**GIVEN INSTRUCTION**
Please identify every line in the rows below that contains the word "arched", and copy each of those lines.

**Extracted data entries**
-*-

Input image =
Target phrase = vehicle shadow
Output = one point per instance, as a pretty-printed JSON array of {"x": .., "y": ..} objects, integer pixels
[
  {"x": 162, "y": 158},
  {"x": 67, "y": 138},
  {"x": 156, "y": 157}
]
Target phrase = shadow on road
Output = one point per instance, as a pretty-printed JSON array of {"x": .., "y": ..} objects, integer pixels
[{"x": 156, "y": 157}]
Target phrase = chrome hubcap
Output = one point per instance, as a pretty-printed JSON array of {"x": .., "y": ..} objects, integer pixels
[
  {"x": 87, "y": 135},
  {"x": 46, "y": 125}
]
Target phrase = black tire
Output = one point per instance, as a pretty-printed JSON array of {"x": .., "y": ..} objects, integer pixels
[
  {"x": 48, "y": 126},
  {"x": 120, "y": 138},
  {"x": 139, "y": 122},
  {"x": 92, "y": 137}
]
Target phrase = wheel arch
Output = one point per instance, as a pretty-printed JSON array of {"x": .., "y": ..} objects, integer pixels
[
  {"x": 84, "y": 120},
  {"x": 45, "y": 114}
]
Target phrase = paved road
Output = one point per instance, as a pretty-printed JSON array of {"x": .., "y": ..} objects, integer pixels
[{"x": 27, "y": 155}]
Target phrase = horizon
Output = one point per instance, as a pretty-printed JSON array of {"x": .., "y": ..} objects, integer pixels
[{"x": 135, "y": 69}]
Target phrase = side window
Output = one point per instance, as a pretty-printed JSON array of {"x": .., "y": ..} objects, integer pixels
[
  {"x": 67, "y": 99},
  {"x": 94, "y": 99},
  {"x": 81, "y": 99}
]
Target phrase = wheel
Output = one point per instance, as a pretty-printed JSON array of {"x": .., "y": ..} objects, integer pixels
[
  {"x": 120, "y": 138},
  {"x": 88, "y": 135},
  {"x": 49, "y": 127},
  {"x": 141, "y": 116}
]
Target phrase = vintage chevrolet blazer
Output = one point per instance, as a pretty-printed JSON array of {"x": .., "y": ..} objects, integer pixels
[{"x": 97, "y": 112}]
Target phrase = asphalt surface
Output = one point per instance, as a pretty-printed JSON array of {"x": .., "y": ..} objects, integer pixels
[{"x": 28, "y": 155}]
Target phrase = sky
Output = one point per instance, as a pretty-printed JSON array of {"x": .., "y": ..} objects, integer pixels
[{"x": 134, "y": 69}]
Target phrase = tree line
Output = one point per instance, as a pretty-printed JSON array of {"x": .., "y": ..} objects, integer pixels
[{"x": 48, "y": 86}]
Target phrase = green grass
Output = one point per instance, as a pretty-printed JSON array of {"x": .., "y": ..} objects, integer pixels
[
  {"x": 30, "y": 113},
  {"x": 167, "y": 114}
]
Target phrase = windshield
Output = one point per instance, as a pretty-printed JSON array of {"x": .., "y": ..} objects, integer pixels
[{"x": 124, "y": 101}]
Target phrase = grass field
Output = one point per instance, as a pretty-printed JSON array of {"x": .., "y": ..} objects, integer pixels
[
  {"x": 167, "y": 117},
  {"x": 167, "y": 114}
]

-*-

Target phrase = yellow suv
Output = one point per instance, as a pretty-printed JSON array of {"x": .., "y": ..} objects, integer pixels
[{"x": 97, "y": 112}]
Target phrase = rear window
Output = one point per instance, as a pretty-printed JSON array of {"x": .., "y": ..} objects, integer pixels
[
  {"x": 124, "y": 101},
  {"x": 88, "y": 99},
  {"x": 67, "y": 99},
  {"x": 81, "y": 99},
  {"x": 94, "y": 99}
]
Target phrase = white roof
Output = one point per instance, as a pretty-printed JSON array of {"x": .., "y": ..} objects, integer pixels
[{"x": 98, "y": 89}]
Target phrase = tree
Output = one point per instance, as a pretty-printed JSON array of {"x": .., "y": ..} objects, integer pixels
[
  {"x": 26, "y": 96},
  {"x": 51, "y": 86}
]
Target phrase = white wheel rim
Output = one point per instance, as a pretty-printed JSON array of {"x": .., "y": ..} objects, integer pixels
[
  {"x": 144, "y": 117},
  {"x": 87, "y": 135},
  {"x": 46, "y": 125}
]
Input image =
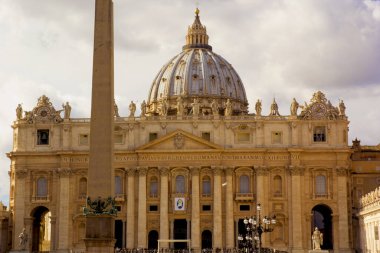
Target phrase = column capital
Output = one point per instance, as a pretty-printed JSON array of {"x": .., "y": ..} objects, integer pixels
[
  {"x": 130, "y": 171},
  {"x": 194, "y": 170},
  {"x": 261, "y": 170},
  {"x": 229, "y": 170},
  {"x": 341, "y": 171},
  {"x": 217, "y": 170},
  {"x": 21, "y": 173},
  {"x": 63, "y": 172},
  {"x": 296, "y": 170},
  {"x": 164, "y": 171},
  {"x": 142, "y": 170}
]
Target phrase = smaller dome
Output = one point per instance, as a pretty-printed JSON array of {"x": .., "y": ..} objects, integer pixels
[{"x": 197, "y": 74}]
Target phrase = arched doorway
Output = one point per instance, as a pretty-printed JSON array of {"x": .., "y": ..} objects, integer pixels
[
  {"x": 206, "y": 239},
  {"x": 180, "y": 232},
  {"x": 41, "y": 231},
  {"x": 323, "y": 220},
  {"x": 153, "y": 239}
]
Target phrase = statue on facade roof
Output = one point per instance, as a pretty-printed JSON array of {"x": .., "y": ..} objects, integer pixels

-*-

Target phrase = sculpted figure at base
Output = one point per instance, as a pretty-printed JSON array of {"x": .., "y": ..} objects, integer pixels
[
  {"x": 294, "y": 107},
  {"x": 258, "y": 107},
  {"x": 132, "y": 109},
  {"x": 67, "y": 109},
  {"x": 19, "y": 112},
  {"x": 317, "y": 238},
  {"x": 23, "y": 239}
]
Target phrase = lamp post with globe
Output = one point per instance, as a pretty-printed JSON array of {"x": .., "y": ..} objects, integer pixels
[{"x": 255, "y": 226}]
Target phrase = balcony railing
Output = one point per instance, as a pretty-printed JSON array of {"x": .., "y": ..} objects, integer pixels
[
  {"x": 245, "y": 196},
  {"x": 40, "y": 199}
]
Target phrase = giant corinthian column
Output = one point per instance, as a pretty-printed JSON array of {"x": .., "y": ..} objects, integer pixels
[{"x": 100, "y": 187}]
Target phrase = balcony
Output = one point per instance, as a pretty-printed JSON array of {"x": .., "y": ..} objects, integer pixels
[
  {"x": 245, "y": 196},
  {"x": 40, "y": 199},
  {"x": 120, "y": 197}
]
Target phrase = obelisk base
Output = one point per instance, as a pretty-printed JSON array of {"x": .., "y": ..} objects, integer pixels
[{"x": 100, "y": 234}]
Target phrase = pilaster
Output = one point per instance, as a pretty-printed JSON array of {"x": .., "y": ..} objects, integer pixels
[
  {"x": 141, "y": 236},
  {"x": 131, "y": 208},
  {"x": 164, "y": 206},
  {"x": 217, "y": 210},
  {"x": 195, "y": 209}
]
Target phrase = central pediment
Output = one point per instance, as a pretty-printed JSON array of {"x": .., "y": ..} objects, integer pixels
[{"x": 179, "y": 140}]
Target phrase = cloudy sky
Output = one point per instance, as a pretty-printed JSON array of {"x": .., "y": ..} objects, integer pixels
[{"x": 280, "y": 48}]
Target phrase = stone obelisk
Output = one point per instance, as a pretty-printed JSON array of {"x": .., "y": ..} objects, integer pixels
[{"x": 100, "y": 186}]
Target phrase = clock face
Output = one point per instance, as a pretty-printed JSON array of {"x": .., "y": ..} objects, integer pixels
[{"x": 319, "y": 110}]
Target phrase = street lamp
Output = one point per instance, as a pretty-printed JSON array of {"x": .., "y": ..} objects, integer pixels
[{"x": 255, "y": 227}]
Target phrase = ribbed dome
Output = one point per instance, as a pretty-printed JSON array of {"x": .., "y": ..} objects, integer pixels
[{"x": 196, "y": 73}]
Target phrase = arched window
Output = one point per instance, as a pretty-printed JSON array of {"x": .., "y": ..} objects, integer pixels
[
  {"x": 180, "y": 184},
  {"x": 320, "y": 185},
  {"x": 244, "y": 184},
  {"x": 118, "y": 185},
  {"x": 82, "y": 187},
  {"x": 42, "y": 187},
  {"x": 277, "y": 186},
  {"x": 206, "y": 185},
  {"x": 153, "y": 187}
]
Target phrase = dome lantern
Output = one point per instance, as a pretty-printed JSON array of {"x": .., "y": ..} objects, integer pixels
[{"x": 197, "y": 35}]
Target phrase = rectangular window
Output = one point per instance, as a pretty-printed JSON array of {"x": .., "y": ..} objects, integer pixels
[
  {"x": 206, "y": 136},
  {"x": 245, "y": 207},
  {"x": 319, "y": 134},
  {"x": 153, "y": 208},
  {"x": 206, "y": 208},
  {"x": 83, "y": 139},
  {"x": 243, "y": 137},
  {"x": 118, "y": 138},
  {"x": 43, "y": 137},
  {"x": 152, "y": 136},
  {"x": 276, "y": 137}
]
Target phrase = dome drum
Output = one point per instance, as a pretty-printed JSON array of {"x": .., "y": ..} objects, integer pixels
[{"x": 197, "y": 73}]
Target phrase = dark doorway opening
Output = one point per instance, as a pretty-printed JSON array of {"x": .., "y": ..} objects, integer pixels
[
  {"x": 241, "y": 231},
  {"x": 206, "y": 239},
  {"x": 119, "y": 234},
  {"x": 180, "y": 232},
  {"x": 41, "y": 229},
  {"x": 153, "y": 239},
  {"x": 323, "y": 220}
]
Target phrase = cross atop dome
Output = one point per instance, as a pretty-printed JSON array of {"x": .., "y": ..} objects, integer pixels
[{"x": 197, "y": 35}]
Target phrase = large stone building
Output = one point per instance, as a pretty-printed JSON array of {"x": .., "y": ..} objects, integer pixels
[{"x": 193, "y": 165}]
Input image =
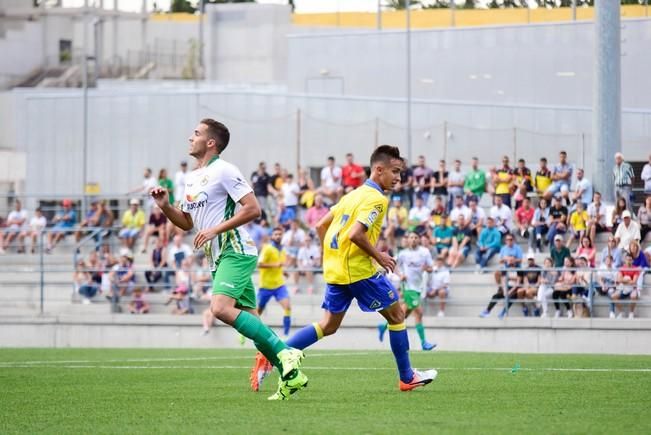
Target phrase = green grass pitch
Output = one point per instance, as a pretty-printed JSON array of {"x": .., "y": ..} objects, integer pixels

-*-

**RESPONSE**
Target phrase = arched doorway
Target phrase = arched window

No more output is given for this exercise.